■ Goal: Could you reproduce every line below, starting at the line that has "of the kick" and stopping after the last line of the records, with each answer coordinate offset by 91 and everything else left unchanged?

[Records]
###

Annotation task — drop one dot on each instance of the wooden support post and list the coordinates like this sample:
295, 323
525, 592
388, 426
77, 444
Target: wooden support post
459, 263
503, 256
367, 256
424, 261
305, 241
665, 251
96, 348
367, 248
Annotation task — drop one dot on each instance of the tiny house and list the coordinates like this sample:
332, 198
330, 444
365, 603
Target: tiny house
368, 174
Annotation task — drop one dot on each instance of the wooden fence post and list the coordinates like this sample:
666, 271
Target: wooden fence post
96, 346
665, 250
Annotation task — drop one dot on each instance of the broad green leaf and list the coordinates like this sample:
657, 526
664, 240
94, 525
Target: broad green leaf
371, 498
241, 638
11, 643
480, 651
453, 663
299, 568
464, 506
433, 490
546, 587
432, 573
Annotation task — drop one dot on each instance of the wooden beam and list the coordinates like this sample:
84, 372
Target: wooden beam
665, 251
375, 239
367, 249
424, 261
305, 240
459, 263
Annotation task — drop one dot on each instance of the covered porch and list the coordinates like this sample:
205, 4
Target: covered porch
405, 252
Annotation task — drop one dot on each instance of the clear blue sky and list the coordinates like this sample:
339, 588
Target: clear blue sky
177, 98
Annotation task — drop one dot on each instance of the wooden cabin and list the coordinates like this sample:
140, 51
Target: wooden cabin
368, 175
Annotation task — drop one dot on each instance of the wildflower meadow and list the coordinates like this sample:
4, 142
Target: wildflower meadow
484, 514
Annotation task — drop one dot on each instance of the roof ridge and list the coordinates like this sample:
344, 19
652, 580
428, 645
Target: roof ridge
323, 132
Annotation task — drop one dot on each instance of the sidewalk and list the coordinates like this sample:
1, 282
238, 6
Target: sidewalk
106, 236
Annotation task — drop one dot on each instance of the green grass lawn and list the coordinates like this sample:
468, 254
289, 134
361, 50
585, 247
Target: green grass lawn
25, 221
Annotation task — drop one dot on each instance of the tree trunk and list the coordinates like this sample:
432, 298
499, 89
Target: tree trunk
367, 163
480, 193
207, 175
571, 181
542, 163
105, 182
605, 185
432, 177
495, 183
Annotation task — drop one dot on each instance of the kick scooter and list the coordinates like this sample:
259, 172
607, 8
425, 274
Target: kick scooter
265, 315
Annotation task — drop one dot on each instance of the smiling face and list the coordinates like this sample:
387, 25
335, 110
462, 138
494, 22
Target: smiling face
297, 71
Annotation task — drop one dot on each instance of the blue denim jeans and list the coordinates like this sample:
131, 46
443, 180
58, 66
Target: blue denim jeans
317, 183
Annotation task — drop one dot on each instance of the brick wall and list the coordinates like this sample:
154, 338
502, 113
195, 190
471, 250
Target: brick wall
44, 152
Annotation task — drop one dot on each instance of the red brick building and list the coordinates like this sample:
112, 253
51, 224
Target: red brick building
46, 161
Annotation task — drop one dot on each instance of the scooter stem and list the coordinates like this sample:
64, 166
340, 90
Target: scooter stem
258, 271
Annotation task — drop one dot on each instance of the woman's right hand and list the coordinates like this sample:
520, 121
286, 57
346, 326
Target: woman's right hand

###

■ Task response:
Annotation task — drop one dot on each instance of the kick scooter and list the coordinates like this sample:
259, 172
607, 8
425, 274
Target: kick scooter
356, 406
Annotation task — drop one dot on each instance of the smiling face and list the coordinates like this sample:
387, 25
335, 110
462, 138
494, 22
Target: smiling face
388, 162
Annotation task — drop one dot on each instance of the blue denim jeans and list the coordinates like this sample:
131, 46
443, 180
58, 66
Target: blue denim jeans
408, 274
Annotation task — drop one dot on each instance of the brick wall and list the coordinates like this sample:
154, 338
502, 113
195, 190
471, 250
Target: brick wall
135, 243
Annotation task — drop one dot on each instance of the red brick building and list the coordinates like this sample:
112, 253
51, 224
Target: red brick building
137, 252
Annotation task — drop one dot on each instance of the scooter stem and list the coordinates like this sample:
64, 166
340, 90
Target: scooter stem
349, 362
Annotation task — drop one dot on each instance of the woman's right hand and list the coordinates like this sample:
520, 121
286, 57
346, 326
Target: woman's right hand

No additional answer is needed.